- _Action item_:
What is the number of lines in the entries below that include the word "boot"? Provide the number only.

- _Extracted material_:
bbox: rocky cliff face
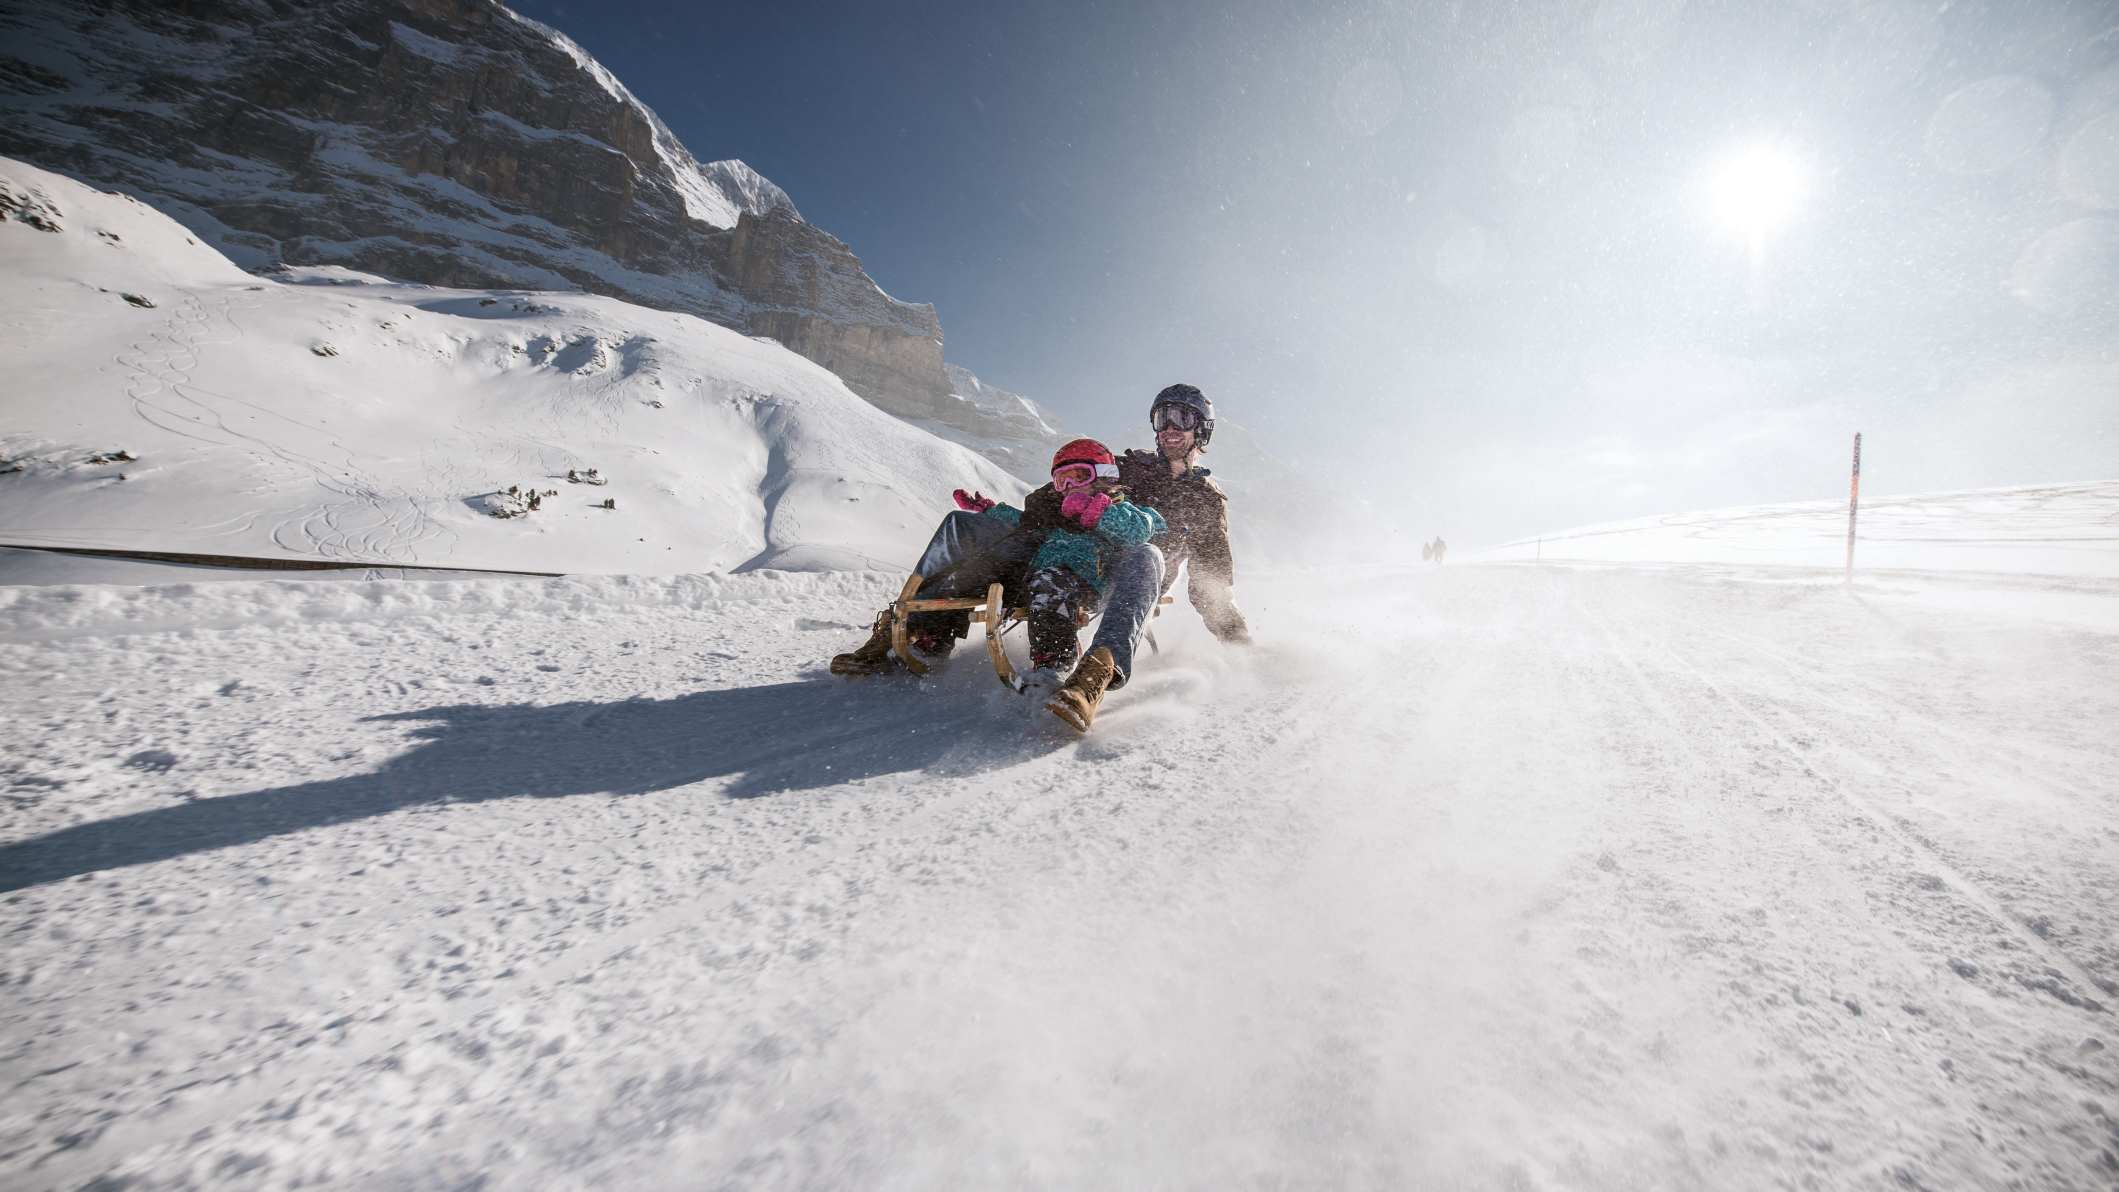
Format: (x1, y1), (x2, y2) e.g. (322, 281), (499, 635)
(723, 211), (952, 423)
(0, 0), (956, 421)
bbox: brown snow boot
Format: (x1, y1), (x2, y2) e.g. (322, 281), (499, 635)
(829, 609), (901, 676)
(1045, 646), (1117, 733)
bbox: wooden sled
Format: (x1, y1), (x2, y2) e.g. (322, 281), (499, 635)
(887, 574), (1172, 692)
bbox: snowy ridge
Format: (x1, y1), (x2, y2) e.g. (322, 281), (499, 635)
(941, 363), (1061, 438)
(0, 156), (1020, 575)
(697, 159), (799, 227)
(496, 7), (799, 231)
(917, 363), (1069, 481)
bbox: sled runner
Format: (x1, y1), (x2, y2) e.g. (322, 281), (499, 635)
(884, 574), (1171, 692)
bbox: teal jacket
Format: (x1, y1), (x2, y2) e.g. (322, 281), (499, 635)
(982, 485), (1165, 595)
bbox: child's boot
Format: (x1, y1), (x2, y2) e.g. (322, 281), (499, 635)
(1046, 646), (1117, 732)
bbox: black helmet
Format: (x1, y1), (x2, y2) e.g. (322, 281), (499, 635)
(1150, 383), (1215, 450)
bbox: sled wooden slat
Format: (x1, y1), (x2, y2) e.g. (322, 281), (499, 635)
(889, 572), (1176, 690)
(900, 597), (996, 612)
(981, 582), (1017, 690)
(888, 573), (928, 675)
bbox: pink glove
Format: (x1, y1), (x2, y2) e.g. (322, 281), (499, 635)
(953, 488), (996, 512)
(1059, 489), (1112, 530)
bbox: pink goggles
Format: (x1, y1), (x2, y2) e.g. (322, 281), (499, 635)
(1051, 461), (1117, 491)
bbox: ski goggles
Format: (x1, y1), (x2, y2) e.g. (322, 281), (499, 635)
(1151, 403), (1204, 432)
(1051, 461), (1117, 490)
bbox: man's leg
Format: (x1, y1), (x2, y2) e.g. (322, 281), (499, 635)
(1087, 543), (1165, 689)
(905, 511), (1034, 644)
(834, 512), (1017, 673)
(912, 511), (1014, 588)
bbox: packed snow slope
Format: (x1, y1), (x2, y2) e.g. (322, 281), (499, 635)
(0, 157), (1022, 573)
(1482, 479), (2119, 578)
(3, 552), (2117, 1188)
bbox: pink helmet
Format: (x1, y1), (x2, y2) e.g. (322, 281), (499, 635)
(1051, 438), (1118, 480)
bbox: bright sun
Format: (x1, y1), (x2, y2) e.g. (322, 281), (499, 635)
(1708, 143), (1808, 262)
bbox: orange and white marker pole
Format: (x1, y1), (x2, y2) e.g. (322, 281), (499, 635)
(1845, 432), (1862, 583)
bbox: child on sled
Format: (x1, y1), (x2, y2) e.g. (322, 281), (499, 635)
(831, 437), (1164, 729)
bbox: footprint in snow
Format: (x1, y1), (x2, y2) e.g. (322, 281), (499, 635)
(124, 749), (179, 773)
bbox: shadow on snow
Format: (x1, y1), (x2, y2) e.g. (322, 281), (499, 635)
(0, 670), (1056, 893)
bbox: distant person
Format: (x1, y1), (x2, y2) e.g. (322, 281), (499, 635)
(1435, 537), (1447, 564)
(831, 383), (1250, 730)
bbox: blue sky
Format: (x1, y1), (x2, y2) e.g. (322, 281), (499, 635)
(510, 0), (2117, 542)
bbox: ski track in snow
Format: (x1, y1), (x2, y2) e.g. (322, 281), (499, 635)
(115, 288), (446, 565)
(2, 565), (2117, 1189)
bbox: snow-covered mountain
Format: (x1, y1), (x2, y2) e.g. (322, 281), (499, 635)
(0, 0), (971, 432)
(0, 157), (1023, 573)
(911, 364), (1068, 483)
(501, 13), (800, 231)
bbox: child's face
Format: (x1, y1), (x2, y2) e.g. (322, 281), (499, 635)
(1052, 463), (1097, 493)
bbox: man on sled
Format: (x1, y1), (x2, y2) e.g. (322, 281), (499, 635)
(831, 383), (1250, 733)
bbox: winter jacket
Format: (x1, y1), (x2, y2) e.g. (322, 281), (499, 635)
(1114, 449), (1249, 641)
(981, 484), (1165, 597)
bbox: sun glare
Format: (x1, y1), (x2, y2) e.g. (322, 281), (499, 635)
(1707, 143), (1808, 263)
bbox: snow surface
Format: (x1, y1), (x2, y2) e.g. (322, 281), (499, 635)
(1481, 480), (2119, 578)
(0, 159), (1021, 574)
(2, 559), (2116, 1188)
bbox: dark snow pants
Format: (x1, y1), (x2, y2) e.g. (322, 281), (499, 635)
(904, 511), (1163, 687)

- _Completed exercise_:
2